- **Stated exercise 1**
Recast the entries as a Markdown table with columns "No." and "Line", covering the part that opens with the line containing "(format x=695, y=198)" and closes with the final entry line. Number each row and skip blank lines.

- **Given passage**
** BEGIN **
In 1991 Croatia separated from Yugoslavia, which caused the war, the aggression of Yugoslav Army and Serbian forces on Croatia. Although post war situation became rather dificult, video art experienced a real revival in film clubs, but also in individual art work. Video art became the central field of research of young artists, they blured and moved the bounderies between non-professional and professional. Among young authors there were prominent Vladislav Knežević, Davor Mezak, Igor Kuduz, Simon B. Narath, Vlado Zrnić, Milan Bukovac, Kristijan Kožul, Zdravko Mustać, Marko Raos, Ana Šimičić and others.

The characteristic of film and video work – particularly its artistically selfaware and avant-gard works – was its permanent opennes toward the world which was proved by many important manifestations where Croatian authors were extremely well noted (Experimental film exhibition in Lodz, 1978.; Third international avant-gard festival in National Film Theatre 1979; retrospective exhibitions of Ivan Martinac and Ivan Ladislav Galeta in the New York Millennium Workshop 1985; individual performances by Tomislav Gotovac in several cities in the USA 1991/1992 and 1994; the program of recent video production Reference to Difference 1995; retrospectives of Croatian experimental film and video in London, Oxford, Kopenhagen and Stuttgart 1996, and the latest exhibitions in New York and Rotterdam 1998).

  • Mid 1990s and – 2000s.
    Reviving of amateur film making was reflected in increasingly richer programs of annual reviews, Croatia participating at international amateur film festival (UNICA), and participating of amateur film authors in the program of Croatian Film Days – the national festival of short and middle length film and video. Along with that, there was established a considerable number of festivals organized by film clubs: Croatian One Minute Film Festival in Požega 1993 (which turned into an international festival under auspeces of UNICA), International Festival of New Film and Video in Split (1996), One Take Film Festival in Zagreb (since 2003), and a considerable number of local festivals and reviews. These festivals have successfully gathered Croatian and international film and video avant-gard authors and in the best possible way connected Croatian media art with the contemporary movements in the world.
** END **
- **Stated exercise 2**
In the passage on Croatian film and video art, write out the part that opens with the words containing "The characteristic of" and closes with "and Rotterdam 1998).", swapping "manifestations" for "events".

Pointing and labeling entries
** BEGIN **
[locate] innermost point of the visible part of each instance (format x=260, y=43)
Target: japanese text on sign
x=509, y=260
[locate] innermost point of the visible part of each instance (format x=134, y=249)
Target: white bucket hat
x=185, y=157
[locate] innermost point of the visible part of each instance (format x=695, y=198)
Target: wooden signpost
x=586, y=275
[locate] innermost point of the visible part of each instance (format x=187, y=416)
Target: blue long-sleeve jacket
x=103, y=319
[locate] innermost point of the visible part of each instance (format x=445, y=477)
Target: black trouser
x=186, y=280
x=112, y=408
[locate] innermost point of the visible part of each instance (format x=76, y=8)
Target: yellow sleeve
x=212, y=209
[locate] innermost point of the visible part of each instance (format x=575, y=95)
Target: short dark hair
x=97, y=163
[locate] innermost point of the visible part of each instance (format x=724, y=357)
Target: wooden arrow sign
** END **
- **Final result 1**
| No. | Line |
|---|---|
| 1 | [locate] innermost point of the visible part of each instance (format x=695, y=198) |
| 2 | Target: wooden signpost |
| 3 | x=586, y=275 |
| 4 | [locate] innermost point of the visible part of each instance (format x=187, y=416) |
| 5 | Target: blue long-sleeve jacket |
| 6 | x=103, y=319 |
| 7 | [locate] innermost point of the visible part of each instance (format x=445, y=477) |
| 8 | Target: black trouser |
| 9 | x=186, y=280 |
| 10 | x=112, y=408 |
| 11 | [locate] innermost point of the visible part of each instance (format x=76, y=8) |
| 12 | Target: yellow sleeve |
| 13 | x=212, y=209 |
| 14 | [locate] innermost point of the visible part of each instance (format x=575, y=95) |
| 15 | Target: short dark hair |
| 16 | x=97, y=163 |
| 17 | [locate] innermost point of the visible part of each instance (format x=724, y=357) |
| 18 | Target: wooden arrow sign |

- **Final result 2**
The characteristic of film and video work – particularly its artistically selfaware and avant-gard works – was its permanent opennes toward the world which was proved by many important events where Croatian authors were extremely well noted (Experimental film exhibition in Lodz, 1978.; Third international avant-gard festival in National Film Theatre 1979; retrospective exhibitions of Ivan Martinac and Ivan Ladislav Galeta in the New York Millennium Workshop 1985; individual performances by Tomislav Gotovac in several cities in the USA 1991/1992 and 1994; the program of recent video production Reference to Difference 1995; retrospectives of Croatian experimental film and video in London, Oxford, Kopenhagen and Stuttgart 1996, and the latest exhibitions in New York and Rotterdam 1998).